>> Begin DATA TO USE

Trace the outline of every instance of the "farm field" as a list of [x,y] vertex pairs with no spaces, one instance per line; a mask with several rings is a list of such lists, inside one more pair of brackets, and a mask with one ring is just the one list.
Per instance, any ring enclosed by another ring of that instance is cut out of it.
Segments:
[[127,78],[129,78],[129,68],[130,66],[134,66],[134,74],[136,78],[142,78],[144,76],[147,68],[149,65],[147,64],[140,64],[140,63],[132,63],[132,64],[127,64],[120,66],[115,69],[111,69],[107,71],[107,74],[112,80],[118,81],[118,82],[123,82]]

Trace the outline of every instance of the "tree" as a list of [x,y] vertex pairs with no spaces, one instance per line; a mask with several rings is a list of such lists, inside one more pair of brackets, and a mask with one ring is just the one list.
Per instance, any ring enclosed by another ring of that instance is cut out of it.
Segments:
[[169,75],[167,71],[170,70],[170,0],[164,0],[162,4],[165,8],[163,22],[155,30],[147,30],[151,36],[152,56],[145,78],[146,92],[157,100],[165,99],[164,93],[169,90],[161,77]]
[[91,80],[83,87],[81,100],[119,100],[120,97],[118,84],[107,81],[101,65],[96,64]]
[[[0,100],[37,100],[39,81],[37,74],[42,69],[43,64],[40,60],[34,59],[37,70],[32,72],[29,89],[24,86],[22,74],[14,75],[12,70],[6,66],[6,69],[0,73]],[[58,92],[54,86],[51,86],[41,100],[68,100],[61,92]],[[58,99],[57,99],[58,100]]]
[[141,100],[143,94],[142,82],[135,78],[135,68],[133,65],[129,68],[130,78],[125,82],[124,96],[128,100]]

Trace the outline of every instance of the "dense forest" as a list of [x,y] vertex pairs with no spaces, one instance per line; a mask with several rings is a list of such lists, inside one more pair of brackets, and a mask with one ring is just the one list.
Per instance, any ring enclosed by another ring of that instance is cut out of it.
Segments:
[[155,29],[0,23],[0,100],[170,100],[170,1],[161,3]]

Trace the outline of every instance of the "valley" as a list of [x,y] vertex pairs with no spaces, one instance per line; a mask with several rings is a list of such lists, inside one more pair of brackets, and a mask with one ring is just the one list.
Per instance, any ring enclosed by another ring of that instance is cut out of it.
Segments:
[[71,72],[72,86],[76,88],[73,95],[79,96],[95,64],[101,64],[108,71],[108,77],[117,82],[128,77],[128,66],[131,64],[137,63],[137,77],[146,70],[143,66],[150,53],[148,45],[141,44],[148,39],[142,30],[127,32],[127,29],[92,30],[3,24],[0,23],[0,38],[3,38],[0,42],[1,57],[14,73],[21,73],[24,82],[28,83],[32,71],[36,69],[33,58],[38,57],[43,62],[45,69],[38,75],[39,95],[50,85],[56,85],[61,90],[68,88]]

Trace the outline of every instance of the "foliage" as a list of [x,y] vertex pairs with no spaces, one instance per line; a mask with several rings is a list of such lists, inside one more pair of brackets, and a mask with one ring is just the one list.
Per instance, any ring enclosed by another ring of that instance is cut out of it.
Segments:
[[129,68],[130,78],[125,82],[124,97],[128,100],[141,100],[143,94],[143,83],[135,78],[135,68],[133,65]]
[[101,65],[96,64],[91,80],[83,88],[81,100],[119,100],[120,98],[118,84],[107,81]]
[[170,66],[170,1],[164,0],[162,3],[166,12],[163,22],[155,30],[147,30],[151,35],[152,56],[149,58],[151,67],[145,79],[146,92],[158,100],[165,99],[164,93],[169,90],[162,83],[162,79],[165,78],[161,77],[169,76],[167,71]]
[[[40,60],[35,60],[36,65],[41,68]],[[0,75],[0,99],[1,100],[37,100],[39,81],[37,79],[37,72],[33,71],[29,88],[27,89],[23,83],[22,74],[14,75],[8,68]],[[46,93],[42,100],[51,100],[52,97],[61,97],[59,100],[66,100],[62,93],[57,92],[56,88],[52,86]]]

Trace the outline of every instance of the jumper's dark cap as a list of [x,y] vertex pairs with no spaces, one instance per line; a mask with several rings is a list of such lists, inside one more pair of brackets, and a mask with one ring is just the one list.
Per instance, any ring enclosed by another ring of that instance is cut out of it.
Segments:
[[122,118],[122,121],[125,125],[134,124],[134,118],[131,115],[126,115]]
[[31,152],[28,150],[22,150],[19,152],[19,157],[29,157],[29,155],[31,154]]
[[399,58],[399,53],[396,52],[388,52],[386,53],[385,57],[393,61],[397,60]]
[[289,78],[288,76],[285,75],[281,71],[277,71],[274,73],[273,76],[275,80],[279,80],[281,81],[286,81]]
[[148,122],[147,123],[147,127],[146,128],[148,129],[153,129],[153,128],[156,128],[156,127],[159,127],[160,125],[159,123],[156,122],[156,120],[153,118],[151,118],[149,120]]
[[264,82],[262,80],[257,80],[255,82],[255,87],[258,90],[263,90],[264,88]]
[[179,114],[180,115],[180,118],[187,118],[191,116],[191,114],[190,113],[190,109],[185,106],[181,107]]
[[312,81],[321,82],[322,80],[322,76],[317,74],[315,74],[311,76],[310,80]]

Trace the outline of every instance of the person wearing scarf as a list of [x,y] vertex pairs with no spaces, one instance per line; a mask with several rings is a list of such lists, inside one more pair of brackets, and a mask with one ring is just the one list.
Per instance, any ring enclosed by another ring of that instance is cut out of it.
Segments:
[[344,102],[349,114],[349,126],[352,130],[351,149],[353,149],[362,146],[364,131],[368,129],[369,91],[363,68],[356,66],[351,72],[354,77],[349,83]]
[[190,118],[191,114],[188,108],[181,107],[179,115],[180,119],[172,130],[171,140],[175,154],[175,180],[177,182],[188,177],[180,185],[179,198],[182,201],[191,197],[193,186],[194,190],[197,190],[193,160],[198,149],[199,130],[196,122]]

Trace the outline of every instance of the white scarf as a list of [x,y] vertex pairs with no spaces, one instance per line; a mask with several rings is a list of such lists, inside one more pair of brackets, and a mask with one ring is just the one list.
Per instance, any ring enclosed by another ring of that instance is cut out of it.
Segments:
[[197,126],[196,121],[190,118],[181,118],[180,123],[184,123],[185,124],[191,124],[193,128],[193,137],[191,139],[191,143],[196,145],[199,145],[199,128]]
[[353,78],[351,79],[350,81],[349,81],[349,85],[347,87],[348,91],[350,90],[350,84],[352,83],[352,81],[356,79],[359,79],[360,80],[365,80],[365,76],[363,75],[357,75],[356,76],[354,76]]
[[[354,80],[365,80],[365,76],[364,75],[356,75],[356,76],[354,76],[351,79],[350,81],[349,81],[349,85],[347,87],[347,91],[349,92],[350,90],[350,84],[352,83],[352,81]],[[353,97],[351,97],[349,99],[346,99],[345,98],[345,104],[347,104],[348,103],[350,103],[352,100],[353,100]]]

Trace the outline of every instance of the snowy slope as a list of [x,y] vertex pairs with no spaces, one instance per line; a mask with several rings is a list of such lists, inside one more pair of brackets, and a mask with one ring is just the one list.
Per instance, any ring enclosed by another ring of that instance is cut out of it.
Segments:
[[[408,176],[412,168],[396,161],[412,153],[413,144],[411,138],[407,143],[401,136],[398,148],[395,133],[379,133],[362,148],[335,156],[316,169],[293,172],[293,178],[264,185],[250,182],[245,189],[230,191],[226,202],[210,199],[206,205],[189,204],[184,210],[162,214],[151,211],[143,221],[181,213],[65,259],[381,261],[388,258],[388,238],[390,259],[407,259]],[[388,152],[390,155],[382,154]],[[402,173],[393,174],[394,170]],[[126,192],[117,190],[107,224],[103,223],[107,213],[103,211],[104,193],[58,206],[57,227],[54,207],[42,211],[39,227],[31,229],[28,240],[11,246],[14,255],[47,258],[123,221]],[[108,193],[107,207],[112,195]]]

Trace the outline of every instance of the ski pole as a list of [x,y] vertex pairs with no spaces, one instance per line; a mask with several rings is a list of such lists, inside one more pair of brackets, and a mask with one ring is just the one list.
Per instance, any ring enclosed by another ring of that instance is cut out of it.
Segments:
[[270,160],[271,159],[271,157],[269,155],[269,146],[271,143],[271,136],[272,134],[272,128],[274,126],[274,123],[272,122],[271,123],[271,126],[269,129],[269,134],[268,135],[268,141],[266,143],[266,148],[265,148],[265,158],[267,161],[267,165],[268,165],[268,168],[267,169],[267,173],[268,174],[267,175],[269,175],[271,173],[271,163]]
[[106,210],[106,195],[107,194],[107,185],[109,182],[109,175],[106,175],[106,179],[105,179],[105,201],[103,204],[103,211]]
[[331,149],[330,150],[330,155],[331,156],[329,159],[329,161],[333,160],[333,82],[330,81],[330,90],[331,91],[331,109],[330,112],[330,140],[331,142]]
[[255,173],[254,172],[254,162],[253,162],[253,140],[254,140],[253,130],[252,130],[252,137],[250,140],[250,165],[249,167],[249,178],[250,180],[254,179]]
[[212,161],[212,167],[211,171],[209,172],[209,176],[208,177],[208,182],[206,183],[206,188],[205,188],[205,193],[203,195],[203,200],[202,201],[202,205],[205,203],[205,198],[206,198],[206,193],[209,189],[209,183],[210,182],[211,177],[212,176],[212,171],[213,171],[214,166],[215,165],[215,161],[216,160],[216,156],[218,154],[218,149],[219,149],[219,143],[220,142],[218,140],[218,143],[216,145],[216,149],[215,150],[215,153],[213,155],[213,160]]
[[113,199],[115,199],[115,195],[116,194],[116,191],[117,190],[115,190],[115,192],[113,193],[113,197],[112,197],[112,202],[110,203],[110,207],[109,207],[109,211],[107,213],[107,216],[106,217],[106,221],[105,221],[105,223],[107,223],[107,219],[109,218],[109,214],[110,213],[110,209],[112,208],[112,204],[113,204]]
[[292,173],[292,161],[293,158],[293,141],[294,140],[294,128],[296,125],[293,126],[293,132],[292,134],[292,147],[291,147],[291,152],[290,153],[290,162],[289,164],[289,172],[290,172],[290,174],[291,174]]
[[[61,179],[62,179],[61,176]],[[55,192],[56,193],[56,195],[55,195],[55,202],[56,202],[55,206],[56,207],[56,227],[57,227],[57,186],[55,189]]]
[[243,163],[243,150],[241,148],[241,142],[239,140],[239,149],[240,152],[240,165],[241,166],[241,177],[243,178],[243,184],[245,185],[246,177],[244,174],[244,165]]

>> End DATA TO USE

INSTRUCTIONS FOR THE TASK:
Return each line of the records above that contains the string "scarf", matching case exactly.

WRITTEN REPLY:
Trace the outline of every instance of the person wearing scarf as a list of [x,y] vertex pairs with no spaces, one instance per line; a mask with several rings is a list of such lists, inside one more pair of brackets, and a mask with one ring is just the one list.
Trace the outline of every instance of the white scarf as a list of [x,y] vertex pairs with no spaces, one instance per line; a mask with several rings is a list of such lists, inside one more pair of brackets, and a mask with one ring is just the one list.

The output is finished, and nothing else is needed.